— Problem description —
Go through the entries below and retype them exactly, omitting each picture.

— Records for the task —
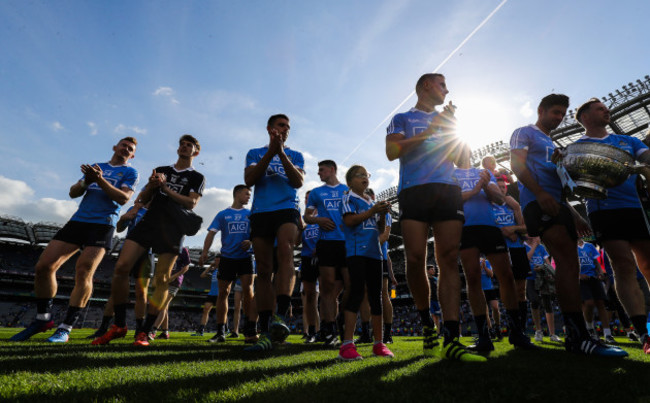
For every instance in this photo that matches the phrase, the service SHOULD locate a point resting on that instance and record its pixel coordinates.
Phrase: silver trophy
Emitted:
(591, 168)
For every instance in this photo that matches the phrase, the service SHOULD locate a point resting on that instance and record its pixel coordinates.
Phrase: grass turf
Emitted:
(186, 368)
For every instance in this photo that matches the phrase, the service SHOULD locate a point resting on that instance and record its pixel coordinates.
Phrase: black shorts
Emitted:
(86, 234)
(627, 224)
(487, 239)
(331, 253)
(537, 221)
(161, 235)
(308, 271)
(592, 288)
(520, 264)
(144, 267)
(491, 295)
(431, 203)
(266, 224)
(230, 269)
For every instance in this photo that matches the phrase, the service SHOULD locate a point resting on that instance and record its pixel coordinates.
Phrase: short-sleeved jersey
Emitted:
(326, 200)
(478, 209)
(310, 236)
(429, 161)
(214, 283)
(540, 148)
(486, 281)
(587, 254)
(384, 246)
(235, 229)
(537, 259)
(182, 182)
(273, 191)
(504, 216)
(182, 260)
(96, 207)
(362, 239)
(625, 194)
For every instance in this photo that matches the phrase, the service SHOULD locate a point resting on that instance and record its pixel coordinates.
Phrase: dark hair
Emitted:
(328, 163)
(130, 139)
(554, 99)
(273, 118)
(424, 78)
(351, 172)
(238, 188)
(585, 107)
(191, 139)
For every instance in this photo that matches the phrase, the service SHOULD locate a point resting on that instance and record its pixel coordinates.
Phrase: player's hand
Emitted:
(548, 204)
(326, 224)
(91, 173)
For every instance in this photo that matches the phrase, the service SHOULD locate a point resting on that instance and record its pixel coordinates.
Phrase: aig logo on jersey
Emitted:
(238, 227)
(332, 204)
(503, 218)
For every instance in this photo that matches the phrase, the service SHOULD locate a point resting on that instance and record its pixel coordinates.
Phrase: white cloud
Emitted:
(123, 129)
(525, 110)
(93, 128)
(57, 126)
(167, 92)
(17, 199)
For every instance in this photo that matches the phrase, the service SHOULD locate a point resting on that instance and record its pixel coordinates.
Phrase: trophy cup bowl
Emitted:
(594, 167)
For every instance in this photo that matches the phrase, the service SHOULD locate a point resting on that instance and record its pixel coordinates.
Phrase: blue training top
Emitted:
(540, 148)
(362, 239)
(96, 207)
(273, 191)
(235, 229)
(478, 209)
(326, 200)
(429, 161)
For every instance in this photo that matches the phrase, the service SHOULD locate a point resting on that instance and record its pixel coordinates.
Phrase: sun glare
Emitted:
(482, 121)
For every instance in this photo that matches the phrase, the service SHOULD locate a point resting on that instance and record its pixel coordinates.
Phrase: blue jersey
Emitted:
(384, 246)
(587, 254)
(504, 216)
(214, 283)
(478, 209)
(235, 229)
(537, 259)
(625, 194)
(96, 207)
(326, 200)
(540, 148)
(486, 281)
(427, 162)
(362, 239)
(273, 191)
(310, 236)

— Reply to the task —
For every instance in this photo that matches the phrase, the service SHOULD locate a point resting on that instance and record its pixel coordinates.
Phrase: silver trophy
Emitted:
(591, 168)
For every instance in this photo that matches the phrase, the service SHOULD locate a point resting on that instance and record its pixel coordinates.
Phrase: grass turf
Emitted:
(186, 368)
For every instance in this photo that matches the phrase, the service SHOULD locate a point resting on that instance and record its pixel coordinates.
Phrase: black shorts
Emitted:
(86, 234)
(627, 224)
(487, 239)
(331, 253)
(537, 221)
(161, 235)
(308, 271)
(592, 288)
(520, 264)
(144, 267)
(491, 295)
(431, 203)
(266, 224)
(230, 269)
For every instance in this photo that matches the phrase, the service SHOULD locate a point resting on that instance and record its pixel coordinates.
Phrase: short-sleeved jersey
Emitted:
(326, 200)
(478, 209)
(310, 236)
(429, 161)
(214, 283)
(540, 148)
(486, 281)
(587, 254)
(384, 246)
(235, 229)
(537, 259)
(182, 182)
(273, 191)
(504, 216)
(182, 260)
(96, 207)
(362, 239)
(625, 194)
For every instance in this photo that matches the phrase, the service SHOULD locate a point resting on that instance and record its pixel coordinates.
Phrase: dark hair
Emitted:
(328, 163)
(130, 139)
(554, 99)
(273, 118)
(424, 78)
(351, 172)
(238, 188)
(585, 107)
(191, 139)
For every instance in this photo that matches the phrase, the service SHOULD locate a point resting on that instance and record its pixel coordinates.
Phrase: player's hand
Emitted:
(548, 204)
(326, 224)
(91, 173)
For every instance in this photo that matches the phrase, the service SHOULD locate a point resting on that instance and record its pixel coordinates.
Phrase: aig logo on jersey
Emitted:
(238, 227)
(332, 204)
(503, 218)
For every instance in this photo that matches the phrase, the service SHOULD locate a point resting on that instance and record its pixel coordinates.
Phrase: white cloud
Emitted:
(123, 129)
(525, 110)
(93, 128)
(57, 126)
(167, 92)
(17, 199)
For every instance in this photo that matches the phrase, the service SHOULD locate a point resting on that instance and record its pixel coordinates.
Phrase: trophy cup bowl
Emitted:
(594, 167)
For every instance in this photo that matches the phrase, the service SHOULD locate a point resting on that instance and record its pixel coordinates.
Phrase: blue training top
Emitted:
(540, 148)
(362, 239)
(96, 207)
(273, 191)
(235, 229)
(478, 209)
(326, 200)
(429, 161)
For every instance in this photo that matches the phrase, the service SHOULD locate a point resting on that instance and record its pixel coordinates.
Phrase: sun glare
Emitted:
(482, 121)
For every instance in this photo that matches the phrase, the service SHOULD locate a point resting on that instance and record its pixel coordinates.
Phrase: blue jersey
Emitted:
(384, 246)
(587, 254)
(504, 216)
(214, 283)
(478, 209)
(235, 229)
(537, 259)
(625, 194)
(96, 207)
(326, 200)
(540, 148)
(486, 281)
(427, 162)
(362, 239)
(273, 191)
(310, 236)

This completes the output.